Pointing and labeling entries >>
══════════
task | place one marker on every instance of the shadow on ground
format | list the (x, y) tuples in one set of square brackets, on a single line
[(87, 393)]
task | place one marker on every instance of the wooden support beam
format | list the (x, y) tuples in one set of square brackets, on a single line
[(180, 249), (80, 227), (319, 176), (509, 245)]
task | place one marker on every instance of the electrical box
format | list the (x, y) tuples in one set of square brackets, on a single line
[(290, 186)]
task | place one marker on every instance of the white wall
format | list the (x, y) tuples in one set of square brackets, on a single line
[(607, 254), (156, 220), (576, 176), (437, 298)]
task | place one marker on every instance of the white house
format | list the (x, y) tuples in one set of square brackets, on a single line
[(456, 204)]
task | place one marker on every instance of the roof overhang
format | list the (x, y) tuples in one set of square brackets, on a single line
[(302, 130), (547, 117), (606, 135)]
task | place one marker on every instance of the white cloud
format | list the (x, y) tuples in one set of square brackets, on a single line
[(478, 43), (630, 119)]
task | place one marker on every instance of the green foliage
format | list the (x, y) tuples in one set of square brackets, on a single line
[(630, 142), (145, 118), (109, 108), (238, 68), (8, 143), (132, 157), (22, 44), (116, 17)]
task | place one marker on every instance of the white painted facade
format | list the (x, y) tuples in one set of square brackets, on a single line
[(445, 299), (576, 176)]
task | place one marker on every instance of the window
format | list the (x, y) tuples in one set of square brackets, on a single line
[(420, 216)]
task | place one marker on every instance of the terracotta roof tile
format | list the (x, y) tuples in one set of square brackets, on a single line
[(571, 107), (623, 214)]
══════════
Given request >> Copy out verbatim the lines of the rows above, from the very first line through the line that contains "[(290, 186)]", inclusive.

Result for this task >>
task | place one marker on every instance of the shadow on ground
format | list the (x, y) tuples in one set of square brackets, on a single line
[(87, 393)]
task | place one marker on every instance of the wooden support beam
format | list the (x, y) tuples in one set of square brackets, on a single line
[(180, 249), (80, 227), (319, 176), (509, 245)]
task | place one marker on every instance of the electrical box
format | list the (x, y) tuples in one set of square brackets, on a single line
[(290, 186)]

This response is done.